## [Task objective]
Copy out the lines from the one containing "In this exercise you will mark the dining" through the final line of the entries, and include no other lines. Leave the labeling instructions unchanged, but multiply each point coordinate in the answers by 1.4 and round the result to the nearest whole number, rounding halves up.

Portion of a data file
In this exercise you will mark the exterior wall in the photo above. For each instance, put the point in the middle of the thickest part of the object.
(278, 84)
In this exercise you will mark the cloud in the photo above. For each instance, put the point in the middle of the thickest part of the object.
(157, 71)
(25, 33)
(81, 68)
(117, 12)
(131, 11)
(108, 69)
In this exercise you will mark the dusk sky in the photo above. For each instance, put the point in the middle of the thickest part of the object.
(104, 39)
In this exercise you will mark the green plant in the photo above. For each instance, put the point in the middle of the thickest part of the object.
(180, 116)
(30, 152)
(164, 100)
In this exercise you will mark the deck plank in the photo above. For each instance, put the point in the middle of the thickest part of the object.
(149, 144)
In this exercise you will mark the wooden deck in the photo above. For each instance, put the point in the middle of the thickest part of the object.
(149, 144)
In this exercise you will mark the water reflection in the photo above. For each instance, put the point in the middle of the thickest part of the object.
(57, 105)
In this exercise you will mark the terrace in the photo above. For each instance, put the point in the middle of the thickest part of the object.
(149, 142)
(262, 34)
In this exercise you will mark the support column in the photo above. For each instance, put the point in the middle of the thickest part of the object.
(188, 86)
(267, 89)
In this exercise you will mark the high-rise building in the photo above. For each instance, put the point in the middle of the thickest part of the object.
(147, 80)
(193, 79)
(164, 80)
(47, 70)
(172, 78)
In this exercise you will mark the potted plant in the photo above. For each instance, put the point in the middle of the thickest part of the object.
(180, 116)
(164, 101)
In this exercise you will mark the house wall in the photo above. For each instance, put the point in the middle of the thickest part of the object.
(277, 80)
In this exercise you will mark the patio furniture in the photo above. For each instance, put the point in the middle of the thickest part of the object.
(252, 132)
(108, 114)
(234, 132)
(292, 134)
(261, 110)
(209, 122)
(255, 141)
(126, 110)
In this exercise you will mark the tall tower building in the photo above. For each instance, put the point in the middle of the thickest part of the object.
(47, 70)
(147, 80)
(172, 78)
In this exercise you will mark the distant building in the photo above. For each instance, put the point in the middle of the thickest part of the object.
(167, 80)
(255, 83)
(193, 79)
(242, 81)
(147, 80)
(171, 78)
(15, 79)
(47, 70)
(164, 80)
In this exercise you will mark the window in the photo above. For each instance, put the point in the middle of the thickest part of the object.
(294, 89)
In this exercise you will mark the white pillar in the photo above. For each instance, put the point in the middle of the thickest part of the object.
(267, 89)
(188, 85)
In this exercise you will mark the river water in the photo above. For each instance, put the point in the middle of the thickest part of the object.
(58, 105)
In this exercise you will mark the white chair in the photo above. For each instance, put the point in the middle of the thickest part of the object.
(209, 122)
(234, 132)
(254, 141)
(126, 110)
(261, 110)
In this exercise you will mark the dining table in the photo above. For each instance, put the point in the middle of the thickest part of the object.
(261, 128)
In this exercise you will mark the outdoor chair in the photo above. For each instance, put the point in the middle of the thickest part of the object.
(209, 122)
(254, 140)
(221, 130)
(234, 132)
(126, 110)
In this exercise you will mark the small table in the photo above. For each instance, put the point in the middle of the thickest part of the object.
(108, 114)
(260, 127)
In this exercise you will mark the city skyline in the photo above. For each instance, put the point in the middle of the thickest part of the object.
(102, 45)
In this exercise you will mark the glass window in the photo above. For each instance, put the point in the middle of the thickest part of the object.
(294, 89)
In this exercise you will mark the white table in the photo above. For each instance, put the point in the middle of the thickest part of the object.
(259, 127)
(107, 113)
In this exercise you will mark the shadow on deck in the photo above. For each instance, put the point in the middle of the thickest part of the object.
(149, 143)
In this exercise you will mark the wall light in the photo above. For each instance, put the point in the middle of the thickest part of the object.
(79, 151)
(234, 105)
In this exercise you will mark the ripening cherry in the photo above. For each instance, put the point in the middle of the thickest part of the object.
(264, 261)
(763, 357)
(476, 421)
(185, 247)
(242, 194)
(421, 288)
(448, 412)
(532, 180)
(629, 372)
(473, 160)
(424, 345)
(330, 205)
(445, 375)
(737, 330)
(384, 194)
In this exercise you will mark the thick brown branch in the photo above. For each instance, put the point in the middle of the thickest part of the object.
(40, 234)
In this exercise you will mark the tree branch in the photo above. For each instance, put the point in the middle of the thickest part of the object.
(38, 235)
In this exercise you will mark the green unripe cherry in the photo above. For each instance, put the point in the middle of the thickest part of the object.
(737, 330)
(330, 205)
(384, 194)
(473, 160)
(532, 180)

## [Result]
In this exercise you will mark the dining table in the photo above. For each instance, put the point in the middle of the thickest part of the object.
(365, 179)
In this exercise you will mark the outdoor chair in the photo above. For each instance, put the point in the middle of the thickest part of the object.
(293, 171)
(356, 196)
(309, 182)
(328, 185)
(176, 154)
In this exercise you will mark the small table in the photo above. For each instance, put the point in the middle of the thickest part of the object.
(151, 160)
(364, 178)
In this exercise you will mark the city skyline in the photo above. For each instance, put the point in the middle of the thickest part of the object.
(143, 63)
In this exercise you will mark the glass window in the photo above. For each instance, put the point in the middle of the thickest part of the object.
(412, 125)
In this exercise you will mark the white table in the photo above. For each instance, put the point in the middle of the thickest part of the object.
(363, 178)
(150, 158)
In this exercise you will mark the shadow on deck in the photo above. For each instance, put the point in the middle of the thickest part of the object.
(209, 200)
In this exercise you will mark the wall light in the photo above. For each instance, put the point in the middle of the thickest part of the object.
(111, 211)
(328, 147)
In this exercise you will mark the ripening cherry in the photo above. For each instance, put the point in the middle of the thickest part of the object.
(370, 365)
(1068, 500)
(666, 589)
(259, 346)
(339, 272)
(589, 403)
(627, 577)
(745, 252)
(881, 521)
(662, 224)
(594, 483)
(462, 287)
(623, 525)
(1032, 462)
(538, 272)
In this exercise you will mark the thick brown branch in the photo above. For each instance, put the point in the middle of the thickest part of the object.
(56, 328)
In this exercise you will mark the tree branch in the photo above. For each instance, put the point in the middle of the thickest part of the object.
(53, 329)
In this exercise you will mark the green unripe cherry in the photo above. For each instance, put the point in the middle of the thickest part of the object.
(1032, 462)
(462, 287)
(538, 272)
(662, 224)
(745, 252)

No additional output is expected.